## To be done
[1] Answer these questions about the text on inquiries into railway detentions, one line each:
(a) Who, according to the text, could not have prevented the detentions even if they had all been at the junction?
(b) What does the writer say the inquiries can only serve to do?
(c) What does the signalman often do when the traffic is great?
[2] Reproduce the entire listing below line for line, with no changes.

If all the superintendents upon the line had been at this junction when these detentions occurred, they could not have prevented them, yet these inquiries go on from month to month and from year to year; and to waste time and stationery upon them—particularly when they occur at busy junctions, where it is well known that detentions cannot be avoided—is, I think, something outrageous; it can only serve to worry the men and cause them to commit blunders. I have no hesitation in saying that the signalman often makes mistakes through being flurried, and under the dread of the above-named inquiries, as when the traffic is great he often cuts things too near to save himself from them. He has done the same thing, perhaps, many times before, and all went well; and why not try it just once again?

## Material shown

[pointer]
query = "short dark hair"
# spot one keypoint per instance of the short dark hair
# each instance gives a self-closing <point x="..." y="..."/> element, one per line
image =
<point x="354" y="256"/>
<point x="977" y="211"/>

## Answers in order
[1]
(a) All the superintendents upon the line.
(b) Worry the men and cause them to commit blunders.
(c) He cuts things too near to save himself from the inquiries.

[2]
[pointer]
query = "short dark hair"
# spot one keypoint per instance of the short dark hair
# each instance gives a self-closing <point x="..." y="..."/> element, one per line
image =
<point x="354" y="256"/>
<point x="977" y="211"/>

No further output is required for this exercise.